GIVEN TEXT:
_ _ _
It can be inferred from the reference to the use of computers and the retroactive effect that the section has, that it was intended to validate existing or previous automated functions carried on by HMRC, and to remove the focus on whether an officer, or a specified kind of officer, carried out the function in question. How much further than that it goes is in dispute on this appeal. Mr Marano submits that it does not dispense with the need for HMRC to prove by evidence that the automated functions were carried out under the authority of an officer of HMRC. HMRC submit that there is no longer a requirement to prove the authority of an officer or Commissioner: all that is required is to prove that HMRC issued or sent the notice.”

15.

The UT noted as part of the background to section 103 that there were a series of cases determined by the FTT in which taxpayers had challenged penalty notices on the basis that HMRC had failed to prove that an officer authorised the notice to file and that there were similar cases in which penalty notices issued by computer had been alleged to be invalid [33]. It went on to record the content of a written ministerial statement dated 31 October 2019, announcing the legislation later enacted in the form of section 103 [34], a technical note issued on the same day by HMRC [35] and the Explanatory Notes to the Finance Bill 2020 [36], before identifying the mischief which section 103 was intended to remedy at [38]. It concluded that it was directed at “the doubt about the validity of fully automated functions, as used by HMRC in 2019 and previously, on the basis that they were not functions performed by an officer of HMRC.”

16.

The UT went on to consider the proper interpretation of section 103 in more detail:

“41.

We start by considering the natural meaning of the language of the section, bearing in mind the identified mischief. The following points arise.

i)

First, the intended effect of s.103 is very broad and general: HMRC may do “anything capable of being done by an officer of Revenue and Customs”. The examples given in subsection (2) are non-exclusive.

ii)

Second, there is to be no distinction between the effect of things done by HMRC and things done by an officer, or by an officer of a particular kind: subsection (3).

iii)

Third, subsections (1) and (3) draw a clear conceptual distinction between an officer (or officers) of Revenue and Customs and “HMRC” itself, and between an officer performing a function and HMRC doing it. If “HMRC” here means little more than the aggregate of the officers of HMRC it would be virtually meaningless.
_ _ _
LISTING:
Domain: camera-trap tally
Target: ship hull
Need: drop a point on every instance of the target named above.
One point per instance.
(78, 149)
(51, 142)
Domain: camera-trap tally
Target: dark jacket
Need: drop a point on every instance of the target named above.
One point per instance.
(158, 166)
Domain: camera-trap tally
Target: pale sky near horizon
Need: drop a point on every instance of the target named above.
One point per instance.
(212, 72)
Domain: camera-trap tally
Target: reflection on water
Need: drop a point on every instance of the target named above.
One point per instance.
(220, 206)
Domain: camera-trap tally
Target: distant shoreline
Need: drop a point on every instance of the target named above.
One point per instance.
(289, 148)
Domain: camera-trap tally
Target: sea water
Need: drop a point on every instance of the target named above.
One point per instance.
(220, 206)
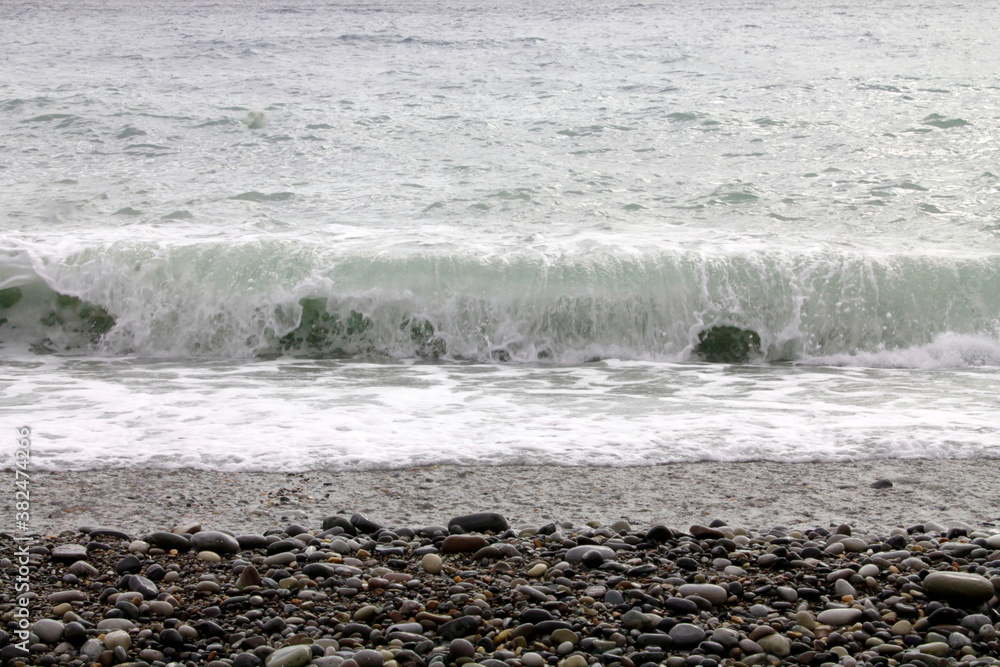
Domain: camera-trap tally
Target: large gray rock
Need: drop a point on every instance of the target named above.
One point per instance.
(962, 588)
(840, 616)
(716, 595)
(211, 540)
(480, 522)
_ _ _
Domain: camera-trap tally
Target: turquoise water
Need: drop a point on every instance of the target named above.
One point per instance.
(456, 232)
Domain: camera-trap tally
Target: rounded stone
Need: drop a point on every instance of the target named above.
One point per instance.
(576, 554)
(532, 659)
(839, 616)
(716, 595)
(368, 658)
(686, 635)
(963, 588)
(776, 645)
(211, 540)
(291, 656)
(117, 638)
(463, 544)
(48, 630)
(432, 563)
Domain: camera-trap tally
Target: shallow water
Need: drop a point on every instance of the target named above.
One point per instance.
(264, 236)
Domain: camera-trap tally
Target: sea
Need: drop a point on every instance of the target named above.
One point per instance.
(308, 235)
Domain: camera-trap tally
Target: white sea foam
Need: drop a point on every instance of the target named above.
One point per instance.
_ _ _
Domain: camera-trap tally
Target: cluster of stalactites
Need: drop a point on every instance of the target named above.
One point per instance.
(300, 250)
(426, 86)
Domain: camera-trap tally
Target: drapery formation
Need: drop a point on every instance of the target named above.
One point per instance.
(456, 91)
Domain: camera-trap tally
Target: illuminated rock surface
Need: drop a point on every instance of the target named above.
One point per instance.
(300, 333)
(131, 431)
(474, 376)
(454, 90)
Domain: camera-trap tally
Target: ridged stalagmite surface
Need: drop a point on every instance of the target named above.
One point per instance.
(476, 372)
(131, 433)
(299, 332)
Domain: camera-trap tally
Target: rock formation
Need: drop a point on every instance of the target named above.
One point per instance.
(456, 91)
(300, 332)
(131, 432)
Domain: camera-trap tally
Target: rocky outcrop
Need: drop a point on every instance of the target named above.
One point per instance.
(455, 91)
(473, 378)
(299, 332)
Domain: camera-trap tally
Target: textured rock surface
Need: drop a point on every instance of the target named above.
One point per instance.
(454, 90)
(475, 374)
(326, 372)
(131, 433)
_ _ _
REQUIRED TASKS:
**A.** Reproduce the part of the passage on section 103 between "The UT went" and "kind: subsection (3).", inclusive.
**B.** In the passage on section 103, what date is given for the written ministerial statement that announced the legislation?
The material isn't needed for this work.

TASK-BY-TASK RESULTS:
**A.**
The UT went on to consider the proper interpretation of section 103 in more detail:

“41.

We start by considering the natural meaning of the language of the section, bearing in mind the identified mischief. The following points arise.

i)

First, the intended effect of s.103 is very broad and general: HMRC may do “anything capable of being done by an officer of Revenue and Customs”. The examples given in subsection (2) are non-exclusive.

ii)

Second, there is to be no distinction between the effect of things done by HMRC and things done by an officer, or by an officer of a particular kind: subsection (3).

**B.** 31 October 2019